WORK REQUIRED: All of the entries below, duplicated exactly, make up the answer.

-- INFORMATION SUPPLIED follows --

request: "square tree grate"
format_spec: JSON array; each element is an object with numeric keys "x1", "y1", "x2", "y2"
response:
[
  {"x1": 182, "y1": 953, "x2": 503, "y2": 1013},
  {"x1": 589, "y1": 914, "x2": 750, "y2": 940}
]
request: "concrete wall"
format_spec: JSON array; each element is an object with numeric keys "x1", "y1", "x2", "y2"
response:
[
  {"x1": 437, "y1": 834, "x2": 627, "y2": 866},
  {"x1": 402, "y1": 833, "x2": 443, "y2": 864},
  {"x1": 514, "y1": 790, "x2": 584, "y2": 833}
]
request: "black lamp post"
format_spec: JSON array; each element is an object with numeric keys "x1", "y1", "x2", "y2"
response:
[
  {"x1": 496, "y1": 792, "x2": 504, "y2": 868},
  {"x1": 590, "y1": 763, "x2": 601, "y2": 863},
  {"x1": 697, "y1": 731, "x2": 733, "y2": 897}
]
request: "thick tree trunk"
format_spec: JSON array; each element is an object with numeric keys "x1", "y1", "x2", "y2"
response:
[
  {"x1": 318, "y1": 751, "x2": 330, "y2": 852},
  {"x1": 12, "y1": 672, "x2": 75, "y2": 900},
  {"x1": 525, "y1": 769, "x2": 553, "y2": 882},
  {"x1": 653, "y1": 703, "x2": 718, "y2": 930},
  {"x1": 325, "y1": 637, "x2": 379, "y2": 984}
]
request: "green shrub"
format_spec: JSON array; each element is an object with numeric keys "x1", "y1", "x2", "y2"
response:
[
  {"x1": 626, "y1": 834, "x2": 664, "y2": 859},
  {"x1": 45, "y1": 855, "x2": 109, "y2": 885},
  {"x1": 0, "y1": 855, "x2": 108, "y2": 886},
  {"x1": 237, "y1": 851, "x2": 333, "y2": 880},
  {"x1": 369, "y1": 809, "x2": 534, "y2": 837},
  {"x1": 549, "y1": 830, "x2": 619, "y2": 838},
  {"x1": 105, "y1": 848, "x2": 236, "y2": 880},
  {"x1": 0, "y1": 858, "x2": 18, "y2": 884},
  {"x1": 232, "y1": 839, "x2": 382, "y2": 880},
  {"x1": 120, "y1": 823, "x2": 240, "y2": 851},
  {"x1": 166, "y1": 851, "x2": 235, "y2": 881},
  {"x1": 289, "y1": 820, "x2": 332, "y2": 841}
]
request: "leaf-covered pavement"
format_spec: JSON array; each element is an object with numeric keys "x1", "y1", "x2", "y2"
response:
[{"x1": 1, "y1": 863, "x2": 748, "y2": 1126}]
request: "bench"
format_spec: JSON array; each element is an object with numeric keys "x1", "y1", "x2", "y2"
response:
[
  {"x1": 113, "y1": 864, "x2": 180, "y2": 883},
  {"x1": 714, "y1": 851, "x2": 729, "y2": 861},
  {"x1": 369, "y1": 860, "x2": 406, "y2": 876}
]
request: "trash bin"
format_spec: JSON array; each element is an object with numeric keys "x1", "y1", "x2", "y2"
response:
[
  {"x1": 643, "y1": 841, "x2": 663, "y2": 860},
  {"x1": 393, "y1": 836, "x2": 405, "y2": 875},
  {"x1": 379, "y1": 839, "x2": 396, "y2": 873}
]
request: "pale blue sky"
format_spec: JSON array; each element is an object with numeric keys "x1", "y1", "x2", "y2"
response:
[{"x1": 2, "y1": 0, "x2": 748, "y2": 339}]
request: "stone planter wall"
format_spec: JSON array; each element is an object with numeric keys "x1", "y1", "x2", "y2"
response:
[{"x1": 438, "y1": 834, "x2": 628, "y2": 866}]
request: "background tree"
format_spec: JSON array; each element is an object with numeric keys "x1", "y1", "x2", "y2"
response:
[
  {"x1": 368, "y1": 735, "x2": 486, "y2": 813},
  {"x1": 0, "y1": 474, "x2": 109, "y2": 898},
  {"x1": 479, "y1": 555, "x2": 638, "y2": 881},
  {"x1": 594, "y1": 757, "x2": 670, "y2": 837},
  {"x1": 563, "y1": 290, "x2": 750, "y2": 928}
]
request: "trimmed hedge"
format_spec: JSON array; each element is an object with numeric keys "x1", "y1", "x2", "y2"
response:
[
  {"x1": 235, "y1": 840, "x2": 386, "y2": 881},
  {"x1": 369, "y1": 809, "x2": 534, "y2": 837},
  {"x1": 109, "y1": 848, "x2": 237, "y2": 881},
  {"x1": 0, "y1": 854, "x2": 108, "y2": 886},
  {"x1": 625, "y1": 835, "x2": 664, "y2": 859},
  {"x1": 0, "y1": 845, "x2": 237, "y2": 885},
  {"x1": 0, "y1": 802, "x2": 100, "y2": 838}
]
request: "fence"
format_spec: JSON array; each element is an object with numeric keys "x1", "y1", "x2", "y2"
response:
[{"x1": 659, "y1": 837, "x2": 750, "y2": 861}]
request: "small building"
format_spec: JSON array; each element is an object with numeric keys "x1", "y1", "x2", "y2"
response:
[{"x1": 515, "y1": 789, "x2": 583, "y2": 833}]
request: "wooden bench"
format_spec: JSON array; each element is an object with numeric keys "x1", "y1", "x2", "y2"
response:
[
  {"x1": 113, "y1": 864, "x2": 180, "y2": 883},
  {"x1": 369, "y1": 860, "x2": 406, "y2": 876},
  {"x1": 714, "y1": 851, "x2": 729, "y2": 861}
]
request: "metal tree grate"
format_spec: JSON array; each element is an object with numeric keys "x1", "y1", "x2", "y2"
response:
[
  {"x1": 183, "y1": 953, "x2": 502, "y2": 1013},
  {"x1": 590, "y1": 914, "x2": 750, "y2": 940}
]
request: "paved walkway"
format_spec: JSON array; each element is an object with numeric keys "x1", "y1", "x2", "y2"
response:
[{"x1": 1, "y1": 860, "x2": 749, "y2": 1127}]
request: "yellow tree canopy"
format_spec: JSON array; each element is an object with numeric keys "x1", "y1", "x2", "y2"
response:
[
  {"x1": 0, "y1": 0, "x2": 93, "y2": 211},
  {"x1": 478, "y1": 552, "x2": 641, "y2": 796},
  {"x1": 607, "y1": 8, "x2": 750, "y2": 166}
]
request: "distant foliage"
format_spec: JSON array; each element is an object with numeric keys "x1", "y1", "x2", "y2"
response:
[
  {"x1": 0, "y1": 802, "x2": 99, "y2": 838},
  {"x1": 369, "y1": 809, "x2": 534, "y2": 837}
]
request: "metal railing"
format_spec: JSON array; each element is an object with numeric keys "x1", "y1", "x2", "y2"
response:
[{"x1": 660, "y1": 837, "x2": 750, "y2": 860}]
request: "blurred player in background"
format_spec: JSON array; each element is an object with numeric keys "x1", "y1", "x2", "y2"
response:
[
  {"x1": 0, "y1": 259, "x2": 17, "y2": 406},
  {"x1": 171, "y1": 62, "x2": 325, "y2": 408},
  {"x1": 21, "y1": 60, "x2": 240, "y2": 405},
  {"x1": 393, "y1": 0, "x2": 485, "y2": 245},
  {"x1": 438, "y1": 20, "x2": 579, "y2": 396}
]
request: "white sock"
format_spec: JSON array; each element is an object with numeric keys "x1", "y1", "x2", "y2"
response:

-- INFORMATION SUPPLIED concluded --

EXERCISE RESPONSE:
request: "square tree grate"
format_spec: JSON array; each element is an object with numeric keys "x1", "y1", "x2", "y2"
response:
[
  {"x1": 182, "y1": 953, "x2": 503, "y2": 1013},
  {"x1": 589, "y1": 914, "x2": 750, "y2": 940}
]
request: "concrete wall"
format_spec: JSON array; each element is an object with numeric keys "x1", "y1", "x2", "y2"
response:
[
  {"x1": 437, "y1": 834, "x2": 627, "y2": 866},
  {"x1": 402, "y1": 833, "x2": 443, "y2": 864},
  {"x1": 514, "y1": 790, "x2": 584, "y2": 833}
]
request: "black lamp post"
format_spec: JSON array; each element is an object with numeric keys "x1", "y1", "x2", "y2"
response:
[
  {"x1": 496, "y1": 792, "x2": 504, "y2": 868},
  {"x1": 590, "y1": 763, "x2": 601, "y2": 863},
  {"x1": 697, "y1": 731, "x2": 733, "y2": 897}
]
request: "thick tree trunk"
format_spec: JSON array; each element is an object with numeric keys "x1", "y1", "x2", "y2"
response:
[
  {"x1": 318, "y1": 751, "x2": 330, "y2": 852},
  {"x1": 12, "y1": 672, "x2": 75, "y2": 900},
  {"x1": 525, "y1": 769, "x2": 553, "y2": 882},
  {"x1": 653, "y1": 703, "x2": 718, "y2": 930},
  {"x1": 325, "y1": 637, "x2": 379, "y2": 984}
]
request: "green shrub"
format_spec: JSON array; each element is an object with numeric keys "x1", "y1", "x2", "y2"
response:
[
  {"x1": 626, "y1": 834, "x2": 664, "y2": 859},
  {"x1": 45, "y1": 855, "x2": 109, "y2": 885},
  {"x1": 0, "y1": 855, "x2": 108, "y2": 886},
  {"x1": 237, "y1": 851, "x2": 333, "y2": 880},
  {"x1": 369, "y1": 809, "x2": 534, "y2": 837},
  {"x1": 549, "y1": 830, "x2": 619, "y2": 838},
  {"x1": 105, "y1": 848, "x2": 236, "y2": 880},
  {"x1": 0, "y1": 858, "x2": 18, "y2": 884},
  {"x1": 232, "y1": 839, "x2": 382, "y2": 880},
  {"x1": 120, "y1": 823, "x2": 240, "y2": 851},
  {"x1": 166, "y1": 851, "x2": 235, "y2": 881},
  {"x1": 289, "y1": 820, "x2": 332, "y2": 841}
]
request: "leaf-covered pavement"
format_spec: JSON array; each element is an object with numeric keys "x1", "y1", "x2", "y2"
response:
[{"x1": 1, "y1": 863, "x2": 748, "y2": 1126}]
request: "bench"
format_spec: JSON array; each element is an object with numeric keys "x1", "y1", "x2", "y2"
response:
[
  {"x1": 113, "y1": 864, "x2": 180, "y2": 883},
  {"x1": 714, "y1": 851, "x2": 729, "y2": 861},
  {"x1": 369, "y1": 860, "x2": 406, "y2": 876}
]
request: "trash bin"
format_spec: JSON array; each element is an object with numeric keys "x1", "y1", "x2", "y2"
response:
[
  {"x1": 643, "y1": 841, "x2": 663, "y2": 860},
  {"x1": 393, "y1": 836, "x2": 405, "y2": 875},
  {"x1": 379, "y1": 839, "x2": 396, "y2": 873}
]
request: "pale blue sky"
format_spec: JSON array; each element is an object with numeric keys "x1", "y1", "x2", "y2"
response:
[{"x1": 2, "y1": 0, "x2": 748, "y2": 339}]
request: "stone planter wall"
format_spec: JSON array; each element is an object with numeric keys "x1", "y1", "x2", "y2"
response:
[{"x1": 438, "y1": 834, "x2": 628, "y2": 866}]
request: "background tree"
format_spec: JSON array; each element is an object with numeric keys "x1", "y1", "x2", "y2"
response:
[
  {"x1": 368, "y1": 735, "x2": 486, "y2": 813},
  {"x1": 0, "y1": 474, "x2": 109, "y2": 898},
  {"x1": 479, "y1": 555, "x2": 638, "y2": 881},
  {"x1": 594, "y1": 757, "x2": 670, "y2": 837},
  {"x1": 563, "y1": 290, "x2": 750, "y2": 928}
]
request: "trimmed hedge"
format_spec: JSON array; each element is an object with numeric keys "x1", "y1", "x2", "y2"
response:
[
  {"x1": 235, "y1": 840, "x2": 386, "y2": 881},
  {"x1": 369, "y1": 809, "x2": 534, "y2": 837},
  {"x1": 109, "y1": 848, "x2": 237, "y2": 881},
  {"x1": 0, "y1": 854, "x2": 108, "y2": 886},
  {"x1": 625, "y1": 835, "x2": 664, "y2": 859},
  {"x1": 0, "y1": 845, "x2": 237, "y2": 885},
  {"x1": 0, "y1": 802, "x2": 100, "y2": 838}
]
request: "fence"
format_spec: JSON array; each element is an object with numeric keys "x1", "y1", "x2", "y2"
response:
[{"x1": 659, "y1": 837, "x2": 750, "y2": 861}]
request: "small building"
format_spec: JSON array; each element is an object with numeric keys "x1", "y1", "x2", "y2"
response:
[{"x1": 515, "y1": 789, "x2": 583, "y2": 833}]
request: "wooden bench"
format_spec: JSON array; each element is an object with numeric keys "x1", "y1", "x2", "y2"
response:
[
  {"x1": 113, "y1": 864, "x2": 180, "y2": 883},
  {"x1": 369, "y1": 860, "x2": 406, "y2": 876},
  {"x1": 714, "y1": 851, "x2": 729, "y2": 861}
]
request: "metal tree grate"
format_spec: JSON array; each element is an object with numeric keys "x1", "y1", "x2", "y2"
response:
[
  {"x1": 183, "y1": 953, "x2": 502, "y2": 1013},
  {"x1": 590, "y1": 914, "x2": 750, "y2": 940}
]
request: "paved walkway"
format_spec: JSON array; each element is an object with numeric keys "x1", "y1", "x2", "y2"
response:
[{"x1": 1, "y1": 860, "x2": 749, "y2": 1127}]
request: "yellow tree canopy"
format_spec: JSON array; each element is an object with numeric keys "x1", "y1", "x2", "y2"
response:
[
  {"x1": 0, "y1": 0, "x2": 93, "y2": 211},
  {"x1": 478, "y1": 552, "x2": 641, "y2": 796},
  {"x1": 607, "y1": 8, "x2": 750, "y2": 166}
]
request: "distant foliage"
format_spec: JSON array; each element is an object with numeric keys "x1", "y1", "x2", "y2"
response:
[
  {"x1": 0, "y1": 802, "x2": 99, "y2": 838},
  {"x1": 369, "y1": 809, "x2": 534, "y2": 837}
]
request: "metal railing"
format_spec: JSON array; each element is an object with numeric keys "x1", "y1", "x2", "y2"
response:
[{"x1": 660, "y1": 837, "x2": 750, "y2": 860}]
request: "blurred player in background"
format_spec: JSON array; each element is an object with numeric keys "x1", "y1", "x2", "y2"
response:
[
  {"x1": 0, "y1": 259, "x2": 17, "y2": 406},
  {"x1": 171, "y1": 62, "x2": 325, "y2": 408},
  {"x1": 21, "y1": 60, "x2": 240, "y2": 405},
  {"x1": 393, "y1": 0, "x2": 485, "y2": 245},
  {"x1": 438, "y1": 20, "x2": 579, "y2": 396}
]
request: "white sock"
format_spec: JSON array; each element is an object with numeric keys "x1", "y1", "x2", "y2"
response:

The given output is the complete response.